→ **Material shown**:
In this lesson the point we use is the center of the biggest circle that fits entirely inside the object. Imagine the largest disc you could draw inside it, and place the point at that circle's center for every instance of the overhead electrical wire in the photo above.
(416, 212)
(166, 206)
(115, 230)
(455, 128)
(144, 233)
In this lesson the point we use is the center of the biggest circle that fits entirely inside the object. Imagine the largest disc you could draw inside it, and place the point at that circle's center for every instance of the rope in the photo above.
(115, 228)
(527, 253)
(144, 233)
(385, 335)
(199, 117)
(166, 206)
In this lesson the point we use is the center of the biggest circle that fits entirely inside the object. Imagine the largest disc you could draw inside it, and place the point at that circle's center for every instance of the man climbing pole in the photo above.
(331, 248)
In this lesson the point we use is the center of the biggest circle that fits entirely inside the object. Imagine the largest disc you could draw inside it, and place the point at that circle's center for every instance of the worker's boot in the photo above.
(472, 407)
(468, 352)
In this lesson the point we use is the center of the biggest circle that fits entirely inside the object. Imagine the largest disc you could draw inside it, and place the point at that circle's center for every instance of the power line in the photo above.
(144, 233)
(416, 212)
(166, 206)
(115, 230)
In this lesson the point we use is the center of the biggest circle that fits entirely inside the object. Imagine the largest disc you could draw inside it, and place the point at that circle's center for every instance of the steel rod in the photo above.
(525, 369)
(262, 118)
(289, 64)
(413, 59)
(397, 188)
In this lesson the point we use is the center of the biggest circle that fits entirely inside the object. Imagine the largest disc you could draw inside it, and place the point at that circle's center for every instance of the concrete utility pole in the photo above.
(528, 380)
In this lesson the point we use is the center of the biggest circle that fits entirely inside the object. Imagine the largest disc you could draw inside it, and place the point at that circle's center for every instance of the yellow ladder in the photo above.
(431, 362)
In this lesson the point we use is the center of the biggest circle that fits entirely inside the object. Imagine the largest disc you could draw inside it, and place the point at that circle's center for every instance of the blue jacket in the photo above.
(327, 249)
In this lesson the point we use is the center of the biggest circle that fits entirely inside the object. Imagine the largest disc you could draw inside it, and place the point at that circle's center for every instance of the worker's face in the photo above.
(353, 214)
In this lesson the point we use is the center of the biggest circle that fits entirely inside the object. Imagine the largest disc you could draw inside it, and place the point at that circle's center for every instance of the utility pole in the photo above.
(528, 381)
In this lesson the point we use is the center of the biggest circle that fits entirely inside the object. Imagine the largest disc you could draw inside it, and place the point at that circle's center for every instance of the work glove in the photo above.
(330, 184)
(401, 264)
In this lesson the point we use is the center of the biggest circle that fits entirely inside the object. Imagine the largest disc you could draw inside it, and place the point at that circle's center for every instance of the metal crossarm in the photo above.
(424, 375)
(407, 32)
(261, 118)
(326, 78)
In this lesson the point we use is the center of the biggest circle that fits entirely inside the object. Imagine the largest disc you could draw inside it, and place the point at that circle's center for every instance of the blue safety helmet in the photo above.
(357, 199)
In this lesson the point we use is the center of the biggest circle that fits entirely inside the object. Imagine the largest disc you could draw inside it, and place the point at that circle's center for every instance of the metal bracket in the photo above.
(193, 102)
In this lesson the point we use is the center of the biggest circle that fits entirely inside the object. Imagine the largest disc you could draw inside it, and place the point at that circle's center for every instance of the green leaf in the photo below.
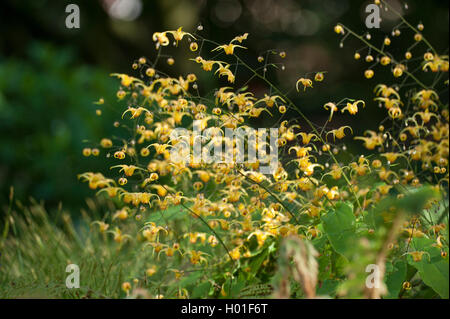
(340, 228)
(433, 269)
(395, 276)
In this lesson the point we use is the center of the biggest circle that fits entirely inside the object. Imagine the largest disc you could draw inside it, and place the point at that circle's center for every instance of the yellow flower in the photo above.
(228, 48)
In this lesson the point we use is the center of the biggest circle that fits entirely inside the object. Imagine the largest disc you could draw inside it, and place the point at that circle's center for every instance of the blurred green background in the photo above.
(50, 75)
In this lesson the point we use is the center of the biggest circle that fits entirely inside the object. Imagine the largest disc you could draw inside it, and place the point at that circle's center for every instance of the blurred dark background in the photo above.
(50, 75)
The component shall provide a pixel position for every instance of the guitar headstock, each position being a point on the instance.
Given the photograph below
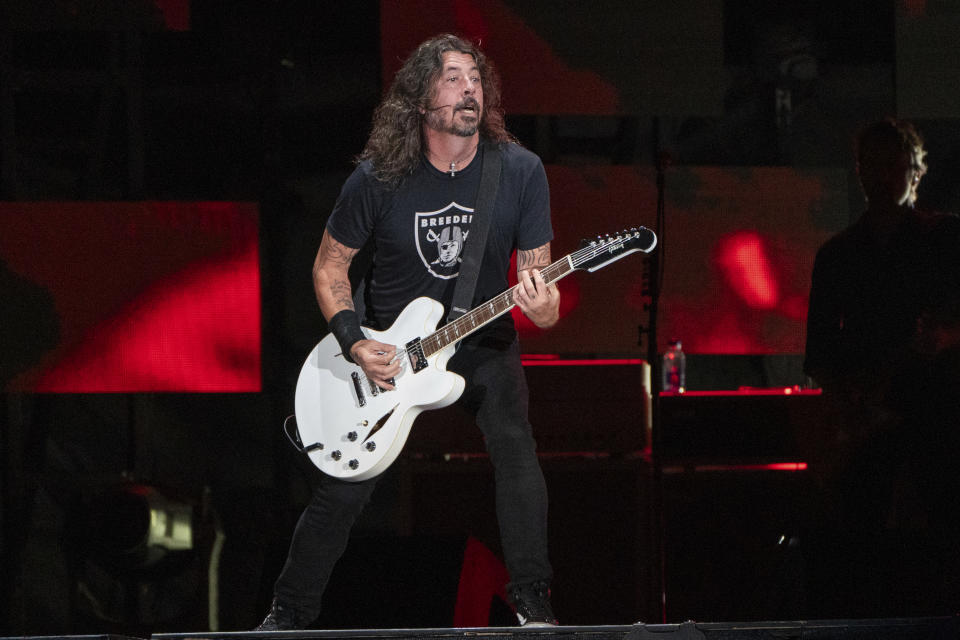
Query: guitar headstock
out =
(602, 250)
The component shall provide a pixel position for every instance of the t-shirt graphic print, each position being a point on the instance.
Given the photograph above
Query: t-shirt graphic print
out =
(441, 236)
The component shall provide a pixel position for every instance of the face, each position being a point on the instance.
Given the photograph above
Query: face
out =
(894, 181)
(457, 102)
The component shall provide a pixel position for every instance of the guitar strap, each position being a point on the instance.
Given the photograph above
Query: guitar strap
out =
(490, 168)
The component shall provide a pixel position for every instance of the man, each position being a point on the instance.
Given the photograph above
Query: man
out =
(419, 173)
(883, 308)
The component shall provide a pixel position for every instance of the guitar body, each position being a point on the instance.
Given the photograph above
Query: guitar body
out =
(352, 429)
(362, 429)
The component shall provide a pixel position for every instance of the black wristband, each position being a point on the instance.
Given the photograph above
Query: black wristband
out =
(345, 327)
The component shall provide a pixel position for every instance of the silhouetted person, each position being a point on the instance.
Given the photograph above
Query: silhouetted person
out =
(882, 324)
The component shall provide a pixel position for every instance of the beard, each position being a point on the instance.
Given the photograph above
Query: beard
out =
(456, 126)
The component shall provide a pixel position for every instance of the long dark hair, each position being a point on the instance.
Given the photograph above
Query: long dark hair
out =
(396, 142)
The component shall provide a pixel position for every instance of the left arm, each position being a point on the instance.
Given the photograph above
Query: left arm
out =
(539, 301)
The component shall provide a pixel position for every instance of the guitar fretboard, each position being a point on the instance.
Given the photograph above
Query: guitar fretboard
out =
(473, 320)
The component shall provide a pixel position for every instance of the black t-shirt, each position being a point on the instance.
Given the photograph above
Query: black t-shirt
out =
(419, 229)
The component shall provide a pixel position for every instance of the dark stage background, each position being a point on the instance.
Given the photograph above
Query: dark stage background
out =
(166, 168)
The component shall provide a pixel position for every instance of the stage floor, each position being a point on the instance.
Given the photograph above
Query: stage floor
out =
(938, 628)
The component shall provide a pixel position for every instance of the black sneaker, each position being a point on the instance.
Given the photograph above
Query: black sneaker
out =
(281, 618)
(532, 604)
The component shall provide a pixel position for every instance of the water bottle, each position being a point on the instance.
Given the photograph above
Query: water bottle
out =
(674, 368)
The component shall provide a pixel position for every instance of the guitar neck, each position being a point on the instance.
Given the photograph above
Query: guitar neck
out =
(474, 320)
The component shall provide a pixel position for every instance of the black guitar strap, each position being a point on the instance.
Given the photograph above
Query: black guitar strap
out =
(491, 165)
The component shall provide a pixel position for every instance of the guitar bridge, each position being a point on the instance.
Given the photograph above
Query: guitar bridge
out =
(418, 361)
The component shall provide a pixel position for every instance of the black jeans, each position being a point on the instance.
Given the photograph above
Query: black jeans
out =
(496, 393)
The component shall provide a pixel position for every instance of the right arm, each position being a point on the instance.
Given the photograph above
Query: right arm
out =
(331, 284)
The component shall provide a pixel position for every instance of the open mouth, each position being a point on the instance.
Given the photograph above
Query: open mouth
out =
(470, 108)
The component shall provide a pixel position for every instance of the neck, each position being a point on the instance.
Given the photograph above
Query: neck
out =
(449, 153)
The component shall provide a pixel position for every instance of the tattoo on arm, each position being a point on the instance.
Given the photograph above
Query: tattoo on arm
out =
(330, 280)
(342, 293)
(333, 251)
(535, 258)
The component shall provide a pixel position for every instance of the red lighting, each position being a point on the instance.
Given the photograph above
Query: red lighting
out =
(144, 296)
(743, 260)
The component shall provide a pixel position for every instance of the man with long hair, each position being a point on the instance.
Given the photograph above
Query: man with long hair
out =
(416, 181)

→ **Problem requirements**:
Leaving out only the pictures, return the material above unchanged.

→ **Problem solution**:
In this lesson the point we use is the center of the biggest circle that fits entirely inside the object. Imagine the largest disc you could draw inside it, and place the point at that circle's center for every instance of the overhead electrical wire in the photo above.
(416, 212)
(166, 206)
(115, 230)
(455, 128)
(144, 233)
In this lesson the point we use is the center of the biggest circle that fits entirely inside the object. Imagine the largest disc you could draw inside it, and place the point at that circle's center for every instance of the rope in the photo above.
(115, 228)
(527, 253)
(144, 233)
(385, 335)
(199, 117)
(166, 206)
In this lesson the point we use is the center of the biggest circle that fits entirely inside the object. Imagine the largest disc you could draw inside it, and place the point at that circle's center for every instance of the man climbing pole in the photo above.
(331, 248)
In this lesson the point we use is the center of the biggest circle that fits entirely inside the object. Imagine the largest disc you could draw inside it, and place the point at that circle's center for every instance of the worker's boot in the photo above.
(472, 407)
(468, 352)
In this lesson the point we use is the center of the biggest circle that fits entirely inside the object. Imagine the largest disc you could draw inside it, and place the point at that circle's center for every instance of the power line in the photo above.
(144, 233)
(416, 212)
(166, 206)
(115, 230)
In this lesson the point we use is the center of the biggest circle that fits entirely inside the object. Imagine the largest disc you could draw inside it, and place the point at that circle's center for every instance of the steel rod in the photo above.
(525, 369)
(262, 118)
(289, 64)
(413, 59)
(397, 188)
In this lesson the point we use is the center of the biggest circle that fits entirely inside the object. Imagine the largest disc you could draw inside it, and place the point at that circle's center for every instance of the concrete utility pole in the photo above.
(528, 380)
In this lesson the point we use is the center of the biggest circle that fits entirely inside the object. Imagine the largest disc you could draw inside it, and place the point at that circle's center for every instance of the yellow ladder in the photo above.
(431, 362)
In this lesson the point we use is the center of the biggest circle that fits entirely inside the object. Imagine the largest disc you could draw inside it, and place the point at that circle's center for every instance of the blue jacket in the photo above.
(327, 249)
In this lesson the point we use is the center of the biggest circle that fits entirely inside the object. Imagine the largest disc you could draw inside it, and place the point at that circle's center for every instance of the worker's face in the photo above.
(353, 214)
In this lesson the point we use is the center of the biggest circle that fits entirely inside the object. Imagine the largest disc you could draw inside it, and place the point at that circle's center for every instance of the utility pole in the photo above.
(528, 381)
In this lesson the point we use is the center of the biggest circle that fits entirely inside the object. Imagine the largest disc you could draw inside it, and place the point at that circle's center for every instance of the work glove in the photo above.
(330, 184)
(401, 264)
In this lesson the point we use is the center of the biggest circle that fits entirely inside the object. Imagine the largest disc you could draw inside it, and place the point at that circle's center for every instance of the metal crossarm in the photo above.
(424, 375)
(407, 32)
(261, 118)
(326, 78)
In this lesson the point we use is the center of the biggest circle that fits entirely inside the object. Imagine the largest disc you could draw inside it, and place the point at that circle's center for every instance of the blue safety helmet in the photo above.
(357, 199)
In this lesson the point we use is the center of the biggest circle that fits entirely inside the object. Imagine the largest disc you could draw inside it, and place the point at that circle's center for every instance of the metal bracket in the photo above.
(193, 102)
In this lesson the point we use is the center of the biggest circle that fits entirely inside the object. Imagine the largest disc you could draw inside it, and place the point at that circle's center for every instance of the green leaf in the photo below.
(340, 228)
(433, 269)
(395, 276)
In this lesson the point we use is the center of the biggest circle that fits entirely inside the object. Imagine the largest disc you could draw inside it, and place the point at that circle's center for every instance of the yellow flower in the photo above.
(228, 48)
In this lesson the point we use is the center of the biggest circle that fits entirely inside the object. Imagine the largest disc you could draw inside it, and place the point at that circle's center for every instance of the blurred green background in the photo above.
(50, 75)
In this lesson the point we use is the center of the biggest circle that fits entirely inside the object. Imagine the largest disc you could draw inside it, and place the point at that circle's center for every instance of the blurred dark background in the photo above.
(50, 75)
The component shall provide a pixel position for every instance of the guitar headstock, each position being a point on the instance.
Given the photograph below
Query: guitar headstock
out =
(602, 250)
The component shall provide a pixel position for every instance of the t-shirt graphic print, each position being a point on the instance.
Given the photograph above
Query: t-shirt graphic print
out =
(441, 236)
The component shall provide a pixel position for every instance of the face, each position being a point on the instance.
Given the photograph above
Query: face
out =
(894, 181)
(457, 102)
The component shall provide a pixel position for every instance of the guitar strap, each position being a point on the instance.
Given the photograph above
Query: guitar strap
out =
(490, 168)
The component shall provide a pixel position for every instance of the man, each position being a point on the instance.
Given the photograph above
Query: man
out =
(419, 173)
(883, 308)
The component shall provide a pixel position for every instance of the guitar body, each position being a point on the instance.
Given the photograph above
Query: guitar body
out =
(352, 429)
(362, 429)
The component shall provide a pixel position for every instance of the black wristband, each position being a point on the instance.
Given the photograph above
Query: black wristband
out =
(345, 327)
The component shall provide a pixel position for every instance of the silhouetted person, each position being a point on the instance.
Given the photograph above
Query: silhouetted person
out =
(882, 324)
The component shall provide a pixel position for every instance of the beard, each position being a point on the instance.
Given the photograph above
Query: beard
out =
(456, 126)
The component shall provide a pixel position for every instance of the long dark hair, each position being a point on the instance.
Given the photograph above
Query: long dark hair
out =
(396, 142)
The component shall provide a pixel position for every instance of the left arm, each position being a point on the instance.
Given the photograph above
Query: left arm
out =
(539, 301)
The component shall provide a pixel position for every instance of the guitar fretboard, each position being a point on the instance.
Given the photograph above
Query: guitar fretboard
out =
(473, 320)
The component shall provide a pixel position for every instance of the black t-shirt, each position being a point on the instance.
Given the photograph above
Query: black t-shirt
out =
(419, 229)
The component shall provide a pixel position for every instance of the dark stage background, each position being a point on the instance.
Given the photograph above
Query: dark stage background
out =
(166, 168)
The component shall provide a pixel position for every instance of the stage floor, each position being a point on the instance.
Given the photograph above
Query: stage floor
out =
(938, 628)
The component shall provide a pixel position for every instance of the black sneaker, each position being a point on the instance.
Given the photograph above
Query: black sneaker
out =
(281, 618)
(532, 604)
The component shall provide a pixel position for every instance of the water bottle, each position being a point on the instance.
Given the photograph above
Query: water bottle
out =
(674, 368)
The component shall provide a pixel position for every instance of the guitar neck, each position being a point on the instance.
Given the photograph above
Query: guitar neck
out =
(474, 320)
The component shall provide a pixel position for every instance of the black guitar strap, each position being a point on the instance.
Given the photograph above
Query: black guitar strap
out =
(491, 165)
The component shall provide a pixel position for every instance of the guitar bridge, each position being a point on the instance.
Given the photograph above
Query: guitar bridge
out =
(418, 361)
The component shall provide a pixel position for every instance of the black jeans, each position being a point on the instance.
Given the photograph above
Query: black jeans
out =
(496, 393)
The component shall provide a pixel position for every instance of the right arm, each position being a point on the instance.
Given the photograph above
Query: right arm
out =
(331, 284)
The component shall provide a pixel position for every instance of the open mouth, each position being a point on the instance.
Given the photograph above
Query: open mouth
out =
(470, 108)
The component shall provide a pixel position for every instance of the neck, each position being a point on the instance.
Given the photograph above
Query: neck
out =
(449, 153)
The component shall provide a pixel position for every instance of the tattoo on arm, each position being a point on the instance.
Given the photograph above
Query: tattoo on arm
out =
(330, 280)
(342, 293)
(333, 251)
(535, 258)
The component shall provide a pixel position for every instance of the red lighting, each position being a point on the instance.
Given the photograph above
Query: red lighting
out =
(144, 296)
(743, 260)
The component shall provide a pixel position for every instance of the man with long hair, each position being a point on the instance.
Given the photograph above
Query: man with long hair
out =
(416, 181)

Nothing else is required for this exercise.